> **INSTRUCTION**
Format every line of the rows below as a JSON list of strings, one string per line, skipping blank lines. Leave the pictures out.
++++ PROVIDED DATA
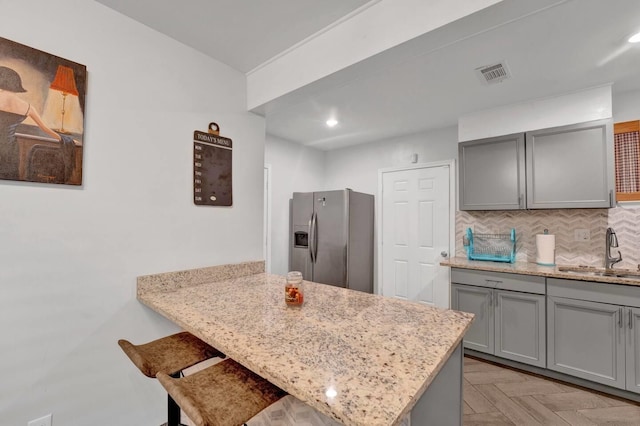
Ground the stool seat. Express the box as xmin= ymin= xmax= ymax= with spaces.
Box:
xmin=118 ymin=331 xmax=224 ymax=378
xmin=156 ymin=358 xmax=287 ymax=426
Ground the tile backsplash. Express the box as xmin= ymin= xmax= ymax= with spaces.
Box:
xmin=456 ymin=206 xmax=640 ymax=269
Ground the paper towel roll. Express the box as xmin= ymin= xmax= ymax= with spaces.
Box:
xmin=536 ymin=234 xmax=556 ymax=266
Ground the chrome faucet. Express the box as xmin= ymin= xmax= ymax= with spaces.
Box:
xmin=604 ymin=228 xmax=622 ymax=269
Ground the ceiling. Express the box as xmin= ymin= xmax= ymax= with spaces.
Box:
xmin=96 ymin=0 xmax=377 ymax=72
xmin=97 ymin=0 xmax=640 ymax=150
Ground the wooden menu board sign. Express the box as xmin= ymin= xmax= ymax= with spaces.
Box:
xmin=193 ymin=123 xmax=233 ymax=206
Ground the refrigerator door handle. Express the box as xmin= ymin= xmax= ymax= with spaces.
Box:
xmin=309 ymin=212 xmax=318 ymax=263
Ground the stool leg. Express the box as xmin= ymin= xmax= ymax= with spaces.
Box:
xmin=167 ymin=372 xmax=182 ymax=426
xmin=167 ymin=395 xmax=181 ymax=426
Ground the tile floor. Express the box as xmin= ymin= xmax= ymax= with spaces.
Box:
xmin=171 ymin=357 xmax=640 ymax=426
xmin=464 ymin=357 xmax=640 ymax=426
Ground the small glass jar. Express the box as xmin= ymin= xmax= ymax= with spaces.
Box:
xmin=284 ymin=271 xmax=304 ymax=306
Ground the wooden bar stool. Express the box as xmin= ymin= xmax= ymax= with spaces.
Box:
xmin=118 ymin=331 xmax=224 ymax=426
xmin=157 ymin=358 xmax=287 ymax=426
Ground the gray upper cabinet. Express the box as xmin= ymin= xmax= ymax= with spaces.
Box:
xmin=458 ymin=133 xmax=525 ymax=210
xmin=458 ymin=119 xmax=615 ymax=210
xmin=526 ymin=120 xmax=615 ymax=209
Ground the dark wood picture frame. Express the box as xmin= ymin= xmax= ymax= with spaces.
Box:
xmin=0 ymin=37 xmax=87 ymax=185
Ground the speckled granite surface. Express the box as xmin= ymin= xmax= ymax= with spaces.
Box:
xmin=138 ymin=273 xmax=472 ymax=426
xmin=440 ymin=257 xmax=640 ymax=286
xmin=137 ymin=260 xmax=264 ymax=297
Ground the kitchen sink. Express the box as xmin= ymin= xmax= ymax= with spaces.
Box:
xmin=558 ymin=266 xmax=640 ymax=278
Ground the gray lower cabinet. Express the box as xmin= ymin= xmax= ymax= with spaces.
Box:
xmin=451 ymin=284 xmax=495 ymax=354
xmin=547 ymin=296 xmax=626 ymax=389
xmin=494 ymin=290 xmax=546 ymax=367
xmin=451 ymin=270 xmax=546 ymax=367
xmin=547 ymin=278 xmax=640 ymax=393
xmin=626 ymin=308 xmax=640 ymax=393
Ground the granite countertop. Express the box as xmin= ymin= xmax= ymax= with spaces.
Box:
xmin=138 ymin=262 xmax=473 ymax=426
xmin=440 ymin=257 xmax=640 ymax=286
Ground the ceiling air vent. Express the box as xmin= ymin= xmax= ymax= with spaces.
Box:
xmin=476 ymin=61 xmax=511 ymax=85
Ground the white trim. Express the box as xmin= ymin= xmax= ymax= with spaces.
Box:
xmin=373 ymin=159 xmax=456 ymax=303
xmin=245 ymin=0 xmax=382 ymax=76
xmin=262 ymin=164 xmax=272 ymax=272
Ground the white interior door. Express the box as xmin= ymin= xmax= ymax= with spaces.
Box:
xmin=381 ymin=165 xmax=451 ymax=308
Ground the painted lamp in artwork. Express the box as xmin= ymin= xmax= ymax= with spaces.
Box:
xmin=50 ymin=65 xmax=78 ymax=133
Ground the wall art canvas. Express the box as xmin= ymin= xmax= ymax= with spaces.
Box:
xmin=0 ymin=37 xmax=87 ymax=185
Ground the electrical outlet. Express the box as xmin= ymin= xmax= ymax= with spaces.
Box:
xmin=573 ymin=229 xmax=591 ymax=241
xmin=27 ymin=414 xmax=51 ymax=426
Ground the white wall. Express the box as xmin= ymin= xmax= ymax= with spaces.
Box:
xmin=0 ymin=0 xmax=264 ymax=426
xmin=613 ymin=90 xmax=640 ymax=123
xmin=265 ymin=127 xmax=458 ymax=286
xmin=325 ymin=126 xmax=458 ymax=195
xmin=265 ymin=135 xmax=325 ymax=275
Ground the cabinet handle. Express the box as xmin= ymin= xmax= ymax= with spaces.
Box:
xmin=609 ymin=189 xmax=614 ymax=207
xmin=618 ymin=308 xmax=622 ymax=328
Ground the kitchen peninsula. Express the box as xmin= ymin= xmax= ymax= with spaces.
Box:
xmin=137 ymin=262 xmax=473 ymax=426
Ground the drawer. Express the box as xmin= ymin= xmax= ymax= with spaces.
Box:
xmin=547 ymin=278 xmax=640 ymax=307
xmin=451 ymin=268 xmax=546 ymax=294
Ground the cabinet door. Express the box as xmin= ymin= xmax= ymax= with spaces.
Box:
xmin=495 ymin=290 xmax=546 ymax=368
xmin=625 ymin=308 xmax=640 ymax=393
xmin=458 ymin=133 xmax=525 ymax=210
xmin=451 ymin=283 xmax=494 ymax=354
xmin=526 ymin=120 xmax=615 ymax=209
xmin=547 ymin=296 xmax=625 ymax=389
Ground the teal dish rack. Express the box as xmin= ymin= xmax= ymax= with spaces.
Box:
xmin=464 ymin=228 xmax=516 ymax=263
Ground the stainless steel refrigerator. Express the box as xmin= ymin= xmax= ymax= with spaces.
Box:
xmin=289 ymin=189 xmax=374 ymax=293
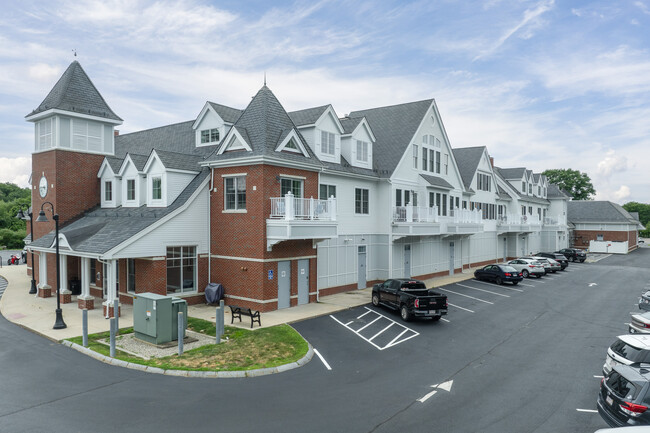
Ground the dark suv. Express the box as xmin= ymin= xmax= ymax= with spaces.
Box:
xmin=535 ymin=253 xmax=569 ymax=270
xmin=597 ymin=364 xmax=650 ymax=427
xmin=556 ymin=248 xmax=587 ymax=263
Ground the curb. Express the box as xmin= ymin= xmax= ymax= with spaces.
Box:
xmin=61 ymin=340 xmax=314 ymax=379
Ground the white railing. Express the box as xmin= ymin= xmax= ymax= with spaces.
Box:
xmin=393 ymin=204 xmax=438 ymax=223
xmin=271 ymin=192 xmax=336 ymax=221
++++++++
> **WRITTEN SOLUTION**
[
  "Ground the stool seat. Express the box as xmin= ymin= xmax= ymax= with spaces.",
  "Box:",
  "xmin=118 ymin=331 xmax=224 ymax=378",
  "xmin=156 ymin=358 xmax=287 ymax=426",
  "Ground the tile backsplash. Express the box as xmin= ymin= xmax= ymax= with spaces.",
  "Box:",
  "xmin=456 ymin=206 xmax=640 ymax=269",
  "Ground the paper towel roll. Express the box as xmin= ymin= xmax= ymax= with spaces.",
  "Box:",
  "xmin=536 ymin=234 xmax=556 ymax=266",
  "Ground the chrome faucet. Express the box as xmin= ymin= xmax= ymax= with spaces.",
  "Box:",
  "xmin=604 ymin=228 xmax=622 ymax=269",
  "Ground the ceiling. Express the box as xmin= ymin= xmax= ymax= with spaces.",
  "Box:",
  "xmin=96 ymin=0 xmax=377 ymax=72",
  "xmin=97 ymin=0 xmax=640 ymax=150",
  "Ground the wooden menu board sign. Express the box as xmin= ymin= xmax= ymax= with spaces.",
  "Box:",
  "xmin=193 ymin=123 xmax=233 ymax=206",
  "Ground the refrigerator door handle. Express the box as xmin= ymin= xmax= ymax= with spaces.",
  "Box:",
  "xmin=309 ymin=212 xmax=318 ymax=263",
  "Ground the stool leg. Express the box as xmin= ymin= xmax= ymax= with spaces.",
  "Box:",
  "xmin=167 ymin=372 xmax=182 ymax=426",
  "xmin=167 ymin=395 xmax=181 ymax=426",
  "Ground the tile floor. Express the box as xmin= ymin= xmax= ymax= with spaces.",
  "Box:",
  "xmin=171 ymin=357 xmax=640 ymax=426",
  "xmin=464 ymin=357 xmax=640 ymax=426",
  "Ground the small glass jar. Express the box as xmin= ymin= xmax= ymax= with spaces.",
  "Box:",
  "xmin=284 ymin=271 xmax=304 ymax=306",
  "Ground the wooden bar stool. Express the box as xmin= ymin= xmax= ymax= with spaces.",
  "Box:",
  "xmin=118 ymin=331 xmax=224 ymax=426",
  "xmin=157 ymin=358 xmax=287 ymax=426",
  "Ground the gray upper cabinet. Express the box as xmin= ymin= xmax= ymax= with spaces.",
  "Box:",
  "xmin=458 ymin=133 xmax=525 ymax=210",
  "xmin=458 ymin=119 xmax=615 ymax=210",
  "xmin=526 ymin=120 xmax=615 ymax=209",
  "Ground the dark wood picture frame. Express the box as xmin= ymin= xmax= ymax= with spaces.",
  "Box:",
  "xmin=0 ymin=37 xmax=87 ymax=185",
  "Ground the speckled granite surface. Express the box as xmin= ymin= xmax= ymax= with spaces.",
  "Box:",
  "xmin=138 ymin=273 xmax=472 ymax=426",
  "xmin=440 ymin=257 xmax=640 ymax=286",
  "xmin=137 ymin=260 xmax=264 ymax=297",
  "Ground the kitchen sink. Express the box as xmin= ymin= xmax= ymax= with spaces.",
  "Box:",
  "xmin=558 ymin=266 xmax=640 ymax=278",
  "Ground the gray lower cabinet. Express the box as xmin= ymin= xmax= ymax= with spaces.",
  "Box:",
  "xmin=451 ymin=284 xmax=495 ymax=354",
  "xmin=547 ymin=296 xmax=626 ymax=389",
  "xmin=494 ymin=290 xmax=546 ymax=367",
  "xmin=451 ymin=270 xmax=546 ymax=367",
  "xmin=547 ymin=278 xmax=640 ymax=393",
  "xmin=626 ymin=308 xmax=640 ymax=393",
  "Ground the granite countertop. Express the box as xmin= ymin= xmax= ymax= with spaces.",
  "Box:",
  "xmin=138 ymin=262 xmax=473 ymax=426",
  "xmin=440 ymin=257 xmax=640 ymax=286",
  "Ground the ceiling air vent. Express the box as xmin= ymin= xmax= ymax= with spaces.",
  "Box:",
  "xmin=476 ymin=61 xmax=511 ymax=85",
  "Ground the white trim. Express the box as xmin= ymin= xmax= ymax= with spaces.",
  "Box:",
  "xmin=373 ymin=159 xmax=456 ymax=303",
  "xmin=245 ymin=0 xmax=382 ymax=76",
  "xmin=262 ymin=164 xmax=272 ymax=272",
  "Ground the white interior door. Express the box as xmin= ymin= xmax= ymax= with spaces.",
  "Box:",
  "xmin=381 ymin=165 xmax=451 ymax=308",
  "Ground the painted lamp in artwork. Express the box as xmin= ymin= xmax= ymax= with spaces.",
  "Box:",
  "xmin=50 ymin=65 xmax=78 ymax=133",
  "Ground the wall art canvas. Express the box as xmin= ymin= xmax= ymax= with spaces.",
  "Box:",
  "xmin=0 ymin=37 xmax=87 ymax=185",
  "Ground the electrical outlet. Express the box as xmin= ymin= xmax= ymax= with spaces.",
  "Box:",
  "xmin=573 ymin=229 xmax=591 ymax=241",
  "xmin=27 ymin=414 xmax=51 ymax=426",
  "Ground the white wall. Express the box as xmin= ymin= xmax= ymax= with spaces.",
  "Box:",
  "xmin=0 ymin=0 xmax=264 ymax=426",
  "xmin=613 ymin=90 xmax=640 ymax=123",
  "xmin=265 ymin=127 xmax=458 ymax=286",
  "xmin=325 ymin=126 xmax=458 ymax=195",
  "xmin=265 ymin=135 xmax=325 ymax=275",
  "Ground the cabinet handle. Express the box as xmin= ymin= xmax= ymax= with spaces.",
  "Box:",
  "xmin=609 ymin=189 xmax=614 ymax=207",
  "xmin=618 ymin=308 xmax=622 ymax=328",
  "Ground the kitchen peninsula. Express the box as xmin= ymin= xmax= ymax= with spaces.",
  "Box:",
  "xmin=137 ymin=262 xmax=473 ymax=426",
  "Ground the drawer. Express the box as xmin= ymin= xmax= ymax= with spaces.",
  "Box:",
  "xmin=547 ymin=278 xmax=640 ymax=307",
  "xmin=451 ymin=268 xmax=546 ymax=294",
  "Ground the cabinet door. Express the box as xmin= ymin= xmax= ymax= with spaces.",
  "Box:",
  "xmin=495 ymin=290 xmax=546 ymax=368",
  "xmin=625 ymin=308 xmax=640 ymax=393",
  "xmin=458 ymin=133 xmax=525 ymax=210",
  "xmin=451 ymin=283 xmax=494 ymax=354",
  "xmin=526 ymin=120 xmax=615 ymax=209",
  "xmin=547 ymin=296 xmax=625 ymax=389",
  "Ground the teal dish rack. Express the box as xmin= ymin= xmax= ymax= with spaces.",
  "Box:",
  "xmin=464 ymin=228 xmax=516 ymax=263",
  "Ground the stainless steel refrigerator. Express the box as xmin= ymin= xmax= ymax= with spaces.",
  "Box:",
  "xmin=289 ymin=189 xmax=374 ymax=293",
  "Ground the dark suv. Express the box as xmin= ymin= xmax= ymax= with spaces.",
  "Box:",
  "xmin=535 ymin=253 xmax=569 ymax=270",
  "xmin=597 ymin=364 xmax=650 ymax=427",
  "xmin=556 ymin=248 xmax=587 ymax=263",
  "Ground the curb. Express the box as xmin= ymin= xmax= ymax= with spaces.",
  "Box:",
  "xmin=61 ymin=340 xmax=314 ymax=379",
  "Ground the white railing. Express the box as xmin= ymin= xmax= ymax= with spaces.",
  "Box:",
  "xmin=393 ymin=204 xmax=438 ymax=223",
  "xmin=271 ymin=192 xmax=336 ymax=221"
]